_WHAT TO PRODUCE_
Lines holding the string "instance": copy each one from the listing below.

· · · · ·

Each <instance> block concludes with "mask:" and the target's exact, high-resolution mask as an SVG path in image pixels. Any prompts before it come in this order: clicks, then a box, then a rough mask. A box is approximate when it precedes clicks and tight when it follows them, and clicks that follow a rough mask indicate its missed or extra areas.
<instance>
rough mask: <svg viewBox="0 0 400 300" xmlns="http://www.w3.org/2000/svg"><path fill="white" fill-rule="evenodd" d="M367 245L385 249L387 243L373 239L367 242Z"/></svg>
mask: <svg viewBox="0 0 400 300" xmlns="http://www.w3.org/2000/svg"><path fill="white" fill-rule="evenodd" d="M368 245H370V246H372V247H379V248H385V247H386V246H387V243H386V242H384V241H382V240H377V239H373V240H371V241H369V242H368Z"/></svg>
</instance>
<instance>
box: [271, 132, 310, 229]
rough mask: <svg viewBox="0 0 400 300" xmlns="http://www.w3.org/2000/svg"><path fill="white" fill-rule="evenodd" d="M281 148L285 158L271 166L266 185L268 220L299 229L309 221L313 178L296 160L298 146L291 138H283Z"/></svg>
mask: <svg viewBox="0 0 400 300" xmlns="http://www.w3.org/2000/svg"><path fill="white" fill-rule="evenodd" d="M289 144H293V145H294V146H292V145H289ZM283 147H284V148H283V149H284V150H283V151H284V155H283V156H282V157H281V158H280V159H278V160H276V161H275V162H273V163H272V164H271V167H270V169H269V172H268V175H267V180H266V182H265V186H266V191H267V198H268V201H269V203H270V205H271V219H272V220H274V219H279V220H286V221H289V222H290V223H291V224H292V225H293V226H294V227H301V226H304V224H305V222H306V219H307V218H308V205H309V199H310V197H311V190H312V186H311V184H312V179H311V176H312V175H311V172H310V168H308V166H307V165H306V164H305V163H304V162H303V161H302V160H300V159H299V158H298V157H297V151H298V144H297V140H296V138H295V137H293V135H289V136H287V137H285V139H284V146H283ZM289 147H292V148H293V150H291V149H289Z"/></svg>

· · · · ·

_THE ANSWER_
Each <instance> block concludes with "mask:" and the target's exact, high-resolution mask as an SVG path in image pixels. Any prompts before it come in this order: clicks, then a box, then a rough mask. A box is approximate when it precedes clicks and tight when it follows them, and clicks that follow a rough mask indicate its missed or extra areas.
<instance>
</instance>
<instance>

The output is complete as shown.